### Apply what you read
1. Answer these questions about the discussion post on the Validation List no. 85 items:
(a) In what year was Validation List No. 85 published?
(b) Under which item identifier was the entry recreated after the merge?
(c) Roughly how many issues does the writer suggest might exist?
2. Carry on the discussion post about the duplicated Validation List no. 85 items from the point where it stops.

An example: The VALIDATION LIST NO.85: Validation of publication of new names and new combinations previously effectively published outside the IJSEM was published in 2002 with the doi:10.1099/ijs.0.02358-0 but the DOI is not resolving anymore. Earlier I merged Validation List no. 85: Validation of publication of new names and new combinations previously effectively published outside the IJSEM. International Journal of Systematic and Evolutionary Microbiology (Q45746347) with Validation List no. 85: Validation of publication of new names and new combinations previously effectively published outside the IJSEM. International Journal of Systematic and Evolutionary Microbiology (Q45315045) but it was recreated as Validation List no. 85: Validation of publication of new names and new combinations previously effectively published outside the IJSEM. International Journal of Systematic and Evolutionary Microbiology (Q56341240). Not sure if the source is PubMed (Q180686), but maybe we have around 10,000 issues. --Succu (talk) 21:31, 22 April 2019 (UTC)

### Data shown
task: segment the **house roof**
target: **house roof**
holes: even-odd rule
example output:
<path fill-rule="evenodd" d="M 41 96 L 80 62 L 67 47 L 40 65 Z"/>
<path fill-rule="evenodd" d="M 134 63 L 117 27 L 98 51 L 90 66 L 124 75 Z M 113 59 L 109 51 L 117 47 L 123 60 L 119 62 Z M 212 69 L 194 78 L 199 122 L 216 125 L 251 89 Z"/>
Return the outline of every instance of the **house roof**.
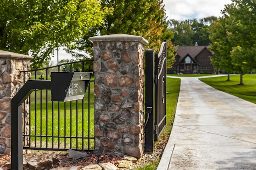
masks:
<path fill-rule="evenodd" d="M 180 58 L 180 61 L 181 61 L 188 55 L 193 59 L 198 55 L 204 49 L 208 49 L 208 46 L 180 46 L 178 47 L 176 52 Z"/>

...

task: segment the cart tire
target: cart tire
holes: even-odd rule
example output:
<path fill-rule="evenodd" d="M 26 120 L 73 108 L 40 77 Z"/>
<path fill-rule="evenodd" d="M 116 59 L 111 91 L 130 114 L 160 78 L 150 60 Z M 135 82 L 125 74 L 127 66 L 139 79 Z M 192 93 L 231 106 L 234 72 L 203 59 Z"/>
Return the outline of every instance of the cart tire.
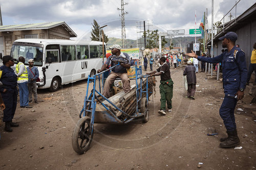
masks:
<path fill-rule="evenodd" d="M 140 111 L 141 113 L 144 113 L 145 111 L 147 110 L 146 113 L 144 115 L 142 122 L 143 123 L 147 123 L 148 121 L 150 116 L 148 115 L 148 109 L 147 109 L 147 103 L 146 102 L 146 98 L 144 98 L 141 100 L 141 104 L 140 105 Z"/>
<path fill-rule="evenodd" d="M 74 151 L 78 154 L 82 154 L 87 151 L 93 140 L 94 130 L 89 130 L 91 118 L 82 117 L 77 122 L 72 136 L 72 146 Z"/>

### Answers to the problems
1.
(a) It was published in 2002.
(b) It was recreated as Q56341240.
(c) The writer suggests there may be around 10,000 issues.

2.
- Rather than removing the bad DOI you should probably deprecate it after merging. Though I think there's still an issue with SourceMD not noticing deprecated statements, but in principle that's the right thing to do. ArthurPSmith (talk) 15:18, 23 April 2019 (UTC)
- At the moment we have only 37 deprecated DOIs. If you are using SPARQL you have to explicitly include deprecated values. For example at Is Justified True Belief Knowledge? (Q55868521) the "10.2307/3326922" is deprecated (in fact a redirected DOI). The usual SPARQL query gives no result. Only the generalized query finds the value. Not sure this is widely known. The Crossref-API serves the deprecated DOIs as valid ones. Instead they should be redirected to the now valid DOIs. It's frustrating to do the manual fixing again and again. --Succu (talk) 17:58, 23 April 2019 (UTC)
Journal series & sections
Where a work is cited as, say:
- "Variations in the Notes and Songs of Birds in different Districts". The Zoologist. 4th series, vol. 4 (issue 710 (August, 1900), section 'Notes and Queries'): 382–383.
what property do we use for "4th series"? And what for "section 'Notes and Queries'"? Andy Mabbett (Pigsonthewing); Talk to Andy; Andy's edits 13:48, 9 June 2019 (UTC)
- I'd also be interested in the answer, also with stuff like 'new series'. Richard Nevell (talk) 16:12, 12 June 2019 (UTC)
Failing batches
I've had a string of failed batches. Anyone else experiencing this or am I just having a bad day? Trilotat (talk) 17:33, 9 June 2019 (UTC)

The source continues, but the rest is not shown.